● EXERCISE AIM:
Pull out every line in the entries below that contains the string "support" and copy each one in full.

(Entries for pointing at named objects)

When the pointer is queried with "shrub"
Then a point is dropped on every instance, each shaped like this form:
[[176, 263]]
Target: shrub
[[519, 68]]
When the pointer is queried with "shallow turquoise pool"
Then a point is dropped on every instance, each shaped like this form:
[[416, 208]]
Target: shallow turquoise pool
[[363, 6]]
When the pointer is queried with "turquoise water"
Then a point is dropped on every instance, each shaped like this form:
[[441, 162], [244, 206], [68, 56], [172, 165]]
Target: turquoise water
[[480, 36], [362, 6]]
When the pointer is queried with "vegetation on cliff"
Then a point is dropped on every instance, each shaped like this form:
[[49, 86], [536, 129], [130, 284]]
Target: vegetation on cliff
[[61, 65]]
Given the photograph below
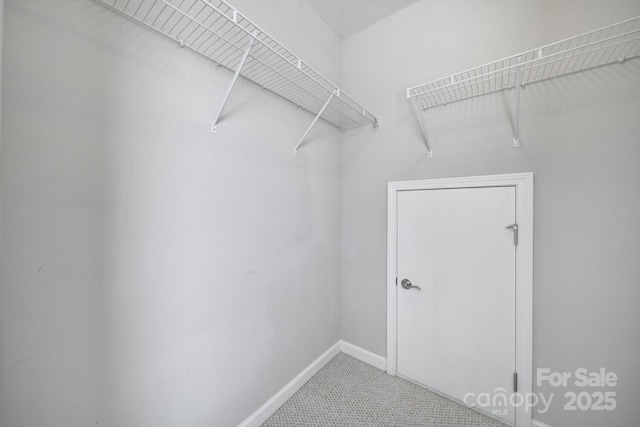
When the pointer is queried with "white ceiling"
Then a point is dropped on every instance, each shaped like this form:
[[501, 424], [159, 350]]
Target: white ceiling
[[347, 17]]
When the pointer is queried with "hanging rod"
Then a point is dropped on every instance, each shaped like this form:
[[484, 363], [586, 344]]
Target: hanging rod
[[216, 30], [612, 44]]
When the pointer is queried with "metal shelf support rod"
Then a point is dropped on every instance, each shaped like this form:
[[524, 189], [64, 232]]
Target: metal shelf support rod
[[423, 127], [295, 150], [214, 125], [516, 125]]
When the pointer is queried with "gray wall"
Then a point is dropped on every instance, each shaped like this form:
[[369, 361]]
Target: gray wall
[[579, 137], [154, 274]]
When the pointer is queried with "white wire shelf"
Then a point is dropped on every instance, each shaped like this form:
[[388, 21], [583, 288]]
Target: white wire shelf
[[604, 46], [608, 45], [217, 31]]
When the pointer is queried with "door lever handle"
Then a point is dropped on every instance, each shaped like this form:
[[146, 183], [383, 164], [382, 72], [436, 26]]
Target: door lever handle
[[406, 283]]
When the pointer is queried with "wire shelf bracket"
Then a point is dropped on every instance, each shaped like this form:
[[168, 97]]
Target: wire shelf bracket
[[616, 43], [214, 124], [217, 31]]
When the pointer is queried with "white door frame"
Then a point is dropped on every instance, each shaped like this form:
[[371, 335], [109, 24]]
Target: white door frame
[[523, 182]]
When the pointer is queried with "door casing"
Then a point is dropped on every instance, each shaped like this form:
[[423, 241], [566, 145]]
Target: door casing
[[523, 182]]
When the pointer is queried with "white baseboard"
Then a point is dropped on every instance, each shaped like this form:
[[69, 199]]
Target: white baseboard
[[265, 411], [364, 355]]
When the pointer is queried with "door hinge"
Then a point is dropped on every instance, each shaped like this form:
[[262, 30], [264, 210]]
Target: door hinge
[[515, 233]]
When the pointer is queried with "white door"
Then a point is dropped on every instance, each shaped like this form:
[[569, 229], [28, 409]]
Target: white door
[[456, 335]]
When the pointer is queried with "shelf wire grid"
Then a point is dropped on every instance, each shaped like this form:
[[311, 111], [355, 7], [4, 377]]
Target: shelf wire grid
[[217, 31], [615, 43]]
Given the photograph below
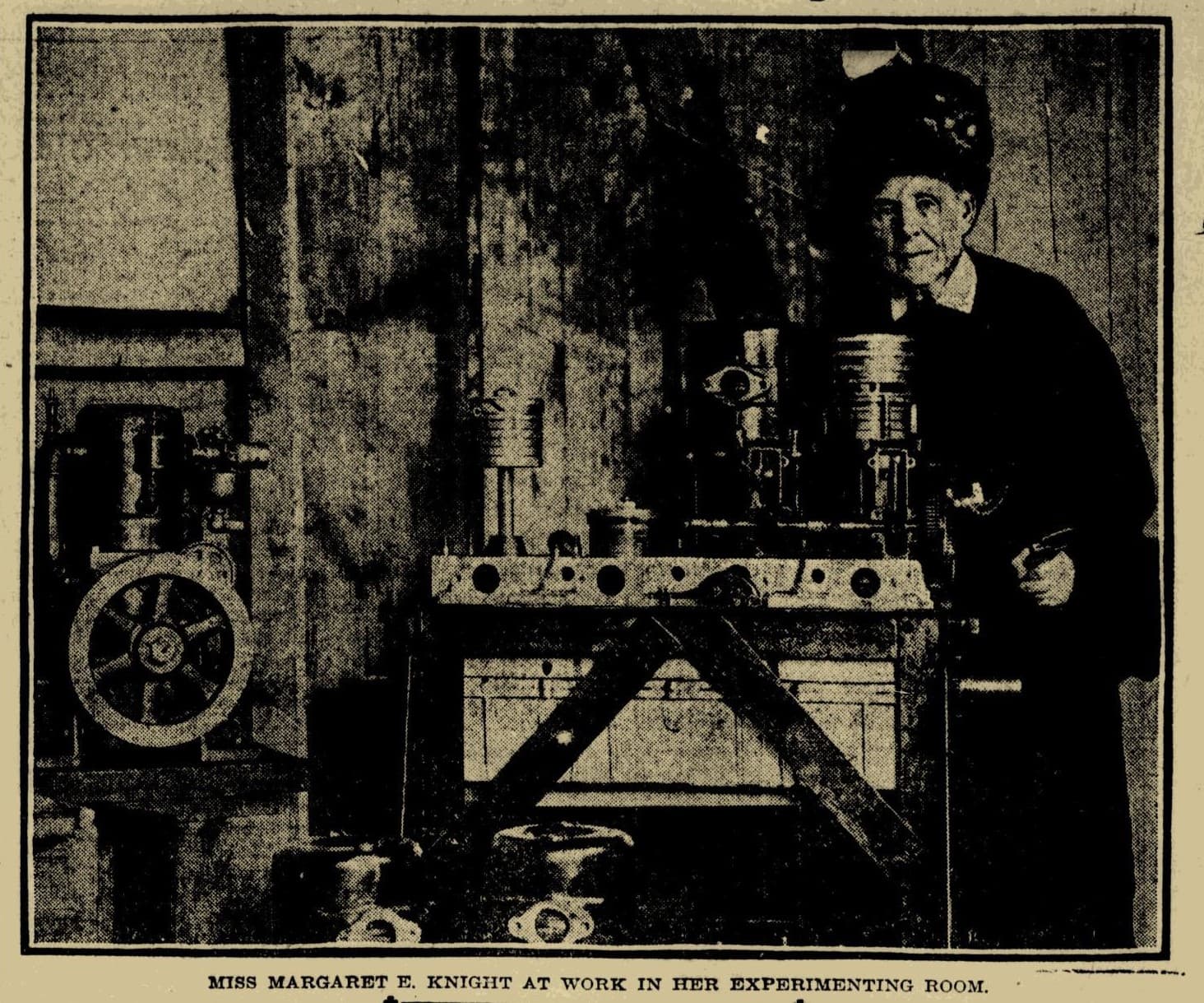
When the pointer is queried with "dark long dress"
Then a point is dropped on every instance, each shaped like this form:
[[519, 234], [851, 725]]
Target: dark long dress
[[1024, 397]]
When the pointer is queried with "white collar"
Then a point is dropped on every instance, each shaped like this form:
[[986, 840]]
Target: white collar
[[957, 293]]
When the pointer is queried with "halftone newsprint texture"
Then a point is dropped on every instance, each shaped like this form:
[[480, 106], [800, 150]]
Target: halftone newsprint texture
[[677, 502]]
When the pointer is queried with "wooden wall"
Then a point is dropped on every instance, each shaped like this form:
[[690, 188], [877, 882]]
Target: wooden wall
[[135, 181]]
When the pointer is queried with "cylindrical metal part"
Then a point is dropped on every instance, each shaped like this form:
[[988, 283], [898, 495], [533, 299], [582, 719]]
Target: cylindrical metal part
[[873, 400], [506, 501], [511, 430], [135, 455], [620, 532], [321, 888], [761, 347], [558, 883]]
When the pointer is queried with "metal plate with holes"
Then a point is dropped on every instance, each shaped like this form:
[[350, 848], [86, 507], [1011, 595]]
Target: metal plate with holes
[[882, 584], [160, 649]]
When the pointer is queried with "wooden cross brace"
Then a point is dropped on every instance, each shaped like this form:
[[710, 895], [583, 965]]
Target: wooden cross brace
[[749, 685]]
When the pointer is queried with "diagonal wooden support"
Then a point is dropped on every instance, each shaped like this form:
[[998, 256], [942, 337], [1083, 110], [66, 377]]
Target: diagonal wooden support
[[750, 688], [620, 668]]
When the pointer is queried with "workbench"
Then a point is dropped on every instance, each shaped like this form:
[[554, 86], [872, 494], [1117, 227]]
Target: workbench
[[561, 693]]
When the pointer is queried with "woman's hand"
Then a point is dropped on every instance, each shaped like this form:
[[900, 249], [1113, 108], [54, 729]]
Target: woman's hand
[[1049, 578]]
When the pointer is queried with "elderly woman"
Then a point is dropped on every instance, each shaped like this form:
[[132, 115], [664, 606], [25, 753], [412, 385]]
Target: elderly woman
[[1024, 413]]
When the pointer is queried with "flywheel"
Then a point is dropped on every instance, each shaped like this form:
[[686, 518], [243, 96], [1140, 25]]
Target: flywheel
[[160, 649]]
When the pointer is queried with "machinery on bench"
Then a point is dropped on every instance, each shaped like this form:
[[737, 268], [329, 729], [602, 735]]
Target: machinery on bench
[[773, 634]]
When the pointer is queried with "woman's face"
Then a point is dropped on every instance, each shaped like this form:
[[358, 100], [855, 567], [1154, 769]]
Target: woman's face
[[919, 225]]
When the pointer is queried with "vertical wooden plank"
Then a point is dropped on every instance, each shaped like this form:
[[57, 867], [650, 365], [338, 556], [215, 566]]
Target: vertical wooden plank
[[382, 359], [269, 259], [1078, 94]]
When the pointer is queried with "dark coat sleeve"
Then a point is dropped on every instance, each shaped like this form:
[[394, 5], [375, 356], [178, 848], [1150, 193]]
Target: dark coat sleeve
[[1087, 471]]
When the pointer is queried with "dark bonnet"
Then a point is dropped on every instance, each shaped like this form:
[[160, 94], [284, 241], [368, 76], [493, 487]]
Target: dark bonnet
[[913, 119]]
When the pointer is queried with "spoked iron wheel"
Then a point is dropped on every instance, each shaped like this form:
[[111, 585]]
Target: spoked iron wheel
[[159, 654]]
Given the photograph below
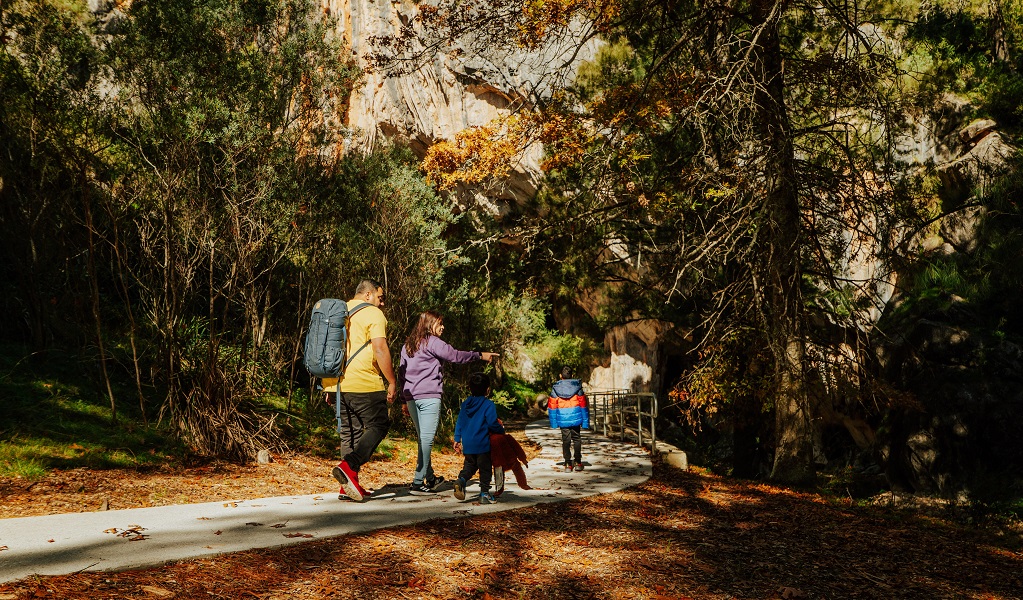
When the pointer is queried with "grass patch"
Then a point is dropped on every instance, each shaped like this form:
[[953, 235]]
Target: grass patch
[[53, 418]]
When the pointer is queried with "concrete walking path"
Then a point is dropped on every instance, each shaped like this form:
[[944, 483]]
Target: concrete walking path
[[119, 540]]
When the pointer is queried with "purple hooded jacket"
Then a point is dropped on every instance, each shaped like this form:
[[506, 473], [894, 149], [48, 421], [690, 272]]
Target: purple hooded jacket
[[420, 374]]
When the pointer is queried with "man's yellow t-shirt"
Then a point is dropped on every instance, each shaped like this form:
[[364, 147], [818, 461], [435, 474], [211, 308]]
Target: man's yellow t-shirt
[[361, 375]]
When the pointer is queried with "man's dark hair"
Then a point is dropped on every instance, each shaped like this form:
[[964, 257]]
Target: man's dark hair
[[367, 285], [479, 383]]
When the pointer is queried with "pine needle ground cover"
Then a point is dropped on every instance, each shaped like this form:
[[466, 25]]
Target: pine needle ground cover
[[680, 535]]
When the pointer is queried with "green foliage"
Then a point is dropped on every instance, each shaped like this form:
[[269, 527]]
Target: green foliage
[[47, 422]]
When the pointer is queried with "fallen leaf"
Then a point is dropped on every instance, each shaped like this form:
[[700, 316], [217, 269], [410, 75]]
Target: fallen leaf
[[158, 592]]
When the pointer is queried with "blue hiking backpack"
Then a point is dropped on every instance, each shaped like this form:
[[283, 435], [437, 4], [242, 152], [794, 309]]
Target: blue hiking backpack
[[326, 342], [326, 339]]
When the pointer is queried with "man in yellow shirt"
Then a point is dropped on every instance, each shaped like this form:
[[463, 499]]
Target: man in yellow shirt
[[363, 396]]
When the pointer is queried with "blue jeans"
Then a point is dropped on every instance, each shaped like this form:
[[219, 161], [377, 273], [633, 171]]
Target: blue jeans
[[426, 415]]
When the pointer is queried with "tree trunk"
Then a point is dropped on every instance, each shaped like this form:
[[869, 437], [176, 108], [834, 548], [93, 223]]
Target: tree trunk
[[793, 453]]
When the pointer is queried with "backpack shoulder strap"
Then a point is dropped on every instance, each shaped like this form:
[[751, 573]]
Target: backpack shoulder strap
[[357, 308]]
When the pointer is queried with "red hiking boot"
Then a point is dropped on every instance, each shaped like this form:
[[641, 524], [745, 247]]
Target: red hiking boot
[[349, 480]]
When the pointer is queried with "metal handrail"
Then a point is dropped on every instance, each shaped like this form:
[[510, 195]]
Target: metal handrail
[[626, 404]]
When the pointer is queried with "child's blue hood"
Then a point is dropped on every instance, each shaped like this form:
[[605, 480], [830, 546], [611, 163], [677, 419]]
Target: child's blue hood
[[473, 404], [568, 387]]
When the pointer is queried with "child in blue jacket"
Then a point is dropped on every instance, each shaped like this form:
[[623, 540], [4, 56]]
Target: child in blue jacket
[[569, 411], [477, 420]]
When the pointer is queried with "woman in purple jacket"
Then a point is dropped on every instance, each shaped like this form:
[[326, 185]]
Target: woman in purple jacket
[[421, 387]]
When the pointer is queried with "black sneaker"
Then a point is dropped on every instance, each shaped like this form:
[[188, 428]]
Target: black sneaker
[[421, 490]]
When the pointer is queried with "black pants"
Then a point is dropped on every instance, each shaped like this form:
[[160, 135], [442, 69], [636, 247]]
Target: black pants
[[364, 423], [478, 462], [572, 440]]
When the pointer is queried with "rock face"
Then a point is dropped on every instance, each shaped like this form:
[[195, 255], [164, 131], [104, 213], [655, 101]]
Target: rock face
[[461, 87], [635, 358]]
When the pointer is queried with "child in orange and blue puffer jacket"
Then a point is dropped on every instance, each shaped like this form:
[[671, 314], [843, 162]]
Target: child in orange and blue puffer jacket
[[568, 410]]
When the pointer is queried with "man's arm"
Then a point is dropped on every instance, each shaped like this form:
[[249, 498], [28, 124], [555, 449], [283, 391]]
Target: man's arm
[[383, 355]]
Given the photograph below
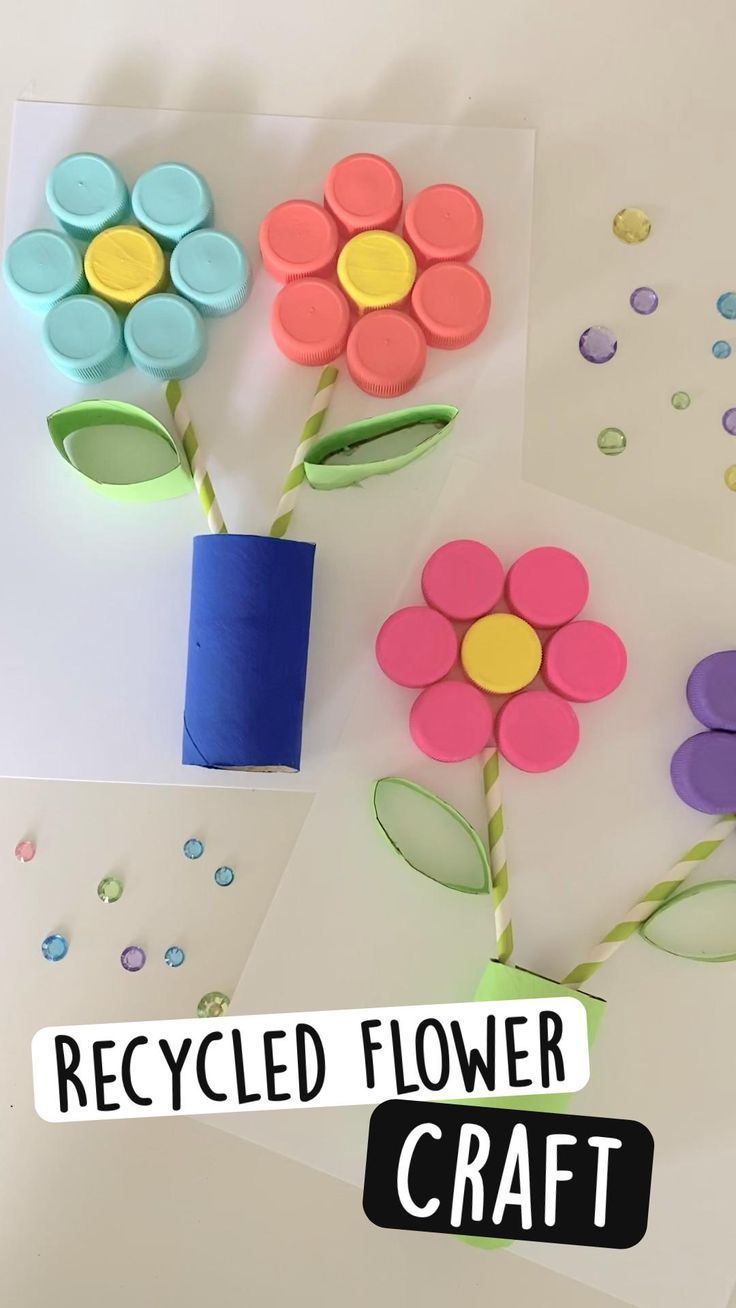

● FINISHED EXERCISE:
When the pointer is queried with "metal shelf support rod"
Target: metal shelf support rod
When the pointer is queried with "diagonal wooden support"
Target: diagonal wooden support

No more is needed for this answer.